Un risque élevé concerne les applications, aux conséquences potentiellement négatives sur la sécurité et les droits fondamentaux, et celles-ci devront être évaluées, avant leur mise sur le marché. Ces technologies incluent notamment l’identification biométrique, la catégorisation des personnes et la gestion de la migration, de l’asile et du contrôle des frontières. Un risque inacceptable concerne des technologies considérées comme une menace pour les personnes. Celles-ci seront interdites. Il s’agit, par exemple, de jouets encourageant des comportements dangereux chez les enfants, de technologies permettant d’attribuer un score social aux personnes en fonction de leur comportement (comme en Chine), et de systèmes d’identification biométrique en temps réel et à distance (comme la reconnaissance faciale). Toutefois, le texte prévoit des exceptions, en cas de crimes graves et seulement après approbation d’un tribunal.
Et les IA génératives dans tout ça ? Elles font l’objet d’un paragraphe à part entière, sans définir de quel type de risques elles relèvent. Pour autant, ces dispositions ne seront pas sans conséquences pour les concepteurs de technologies génératives. Aussi, un modèle devra être conçu pour empêcher de générer du contenu illégal – alors que les sociétés développant des IA génératives reconnaissent une impossibilité d’éviter le phénomène d’hallucinations.

-- DONNÉES FOURNIES --
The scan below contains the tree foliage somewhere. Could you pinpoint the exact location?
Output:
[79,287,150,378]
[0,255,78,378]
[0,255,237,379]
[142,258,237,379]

-- OBJECTIF VISÉ --
Recopiez mot pour mot le passage de l'extrait qui commence par « Et les IA génératives » et se termine par « le phénomène d’hallucinations. ». Seul l'extrait doit servir de source.

-- RÉPONSE RÉDIGÉE --
Et les IA génératives dans tout ça ? Elles font l’objet d’un paragraphe à part entière, sans définir de quel type de risques elles relèvent. Pour autant, ces dispositions ne seront pas sans conséquences pour les concepteurs de technologies génératives. Aussi, un modèle devra être conçu pour empêcher de générer du contenu illégal – alors que les sociétés développant des IA génératives reconnaissent une impossibilité d’éviter le phénomène d’hallucinations.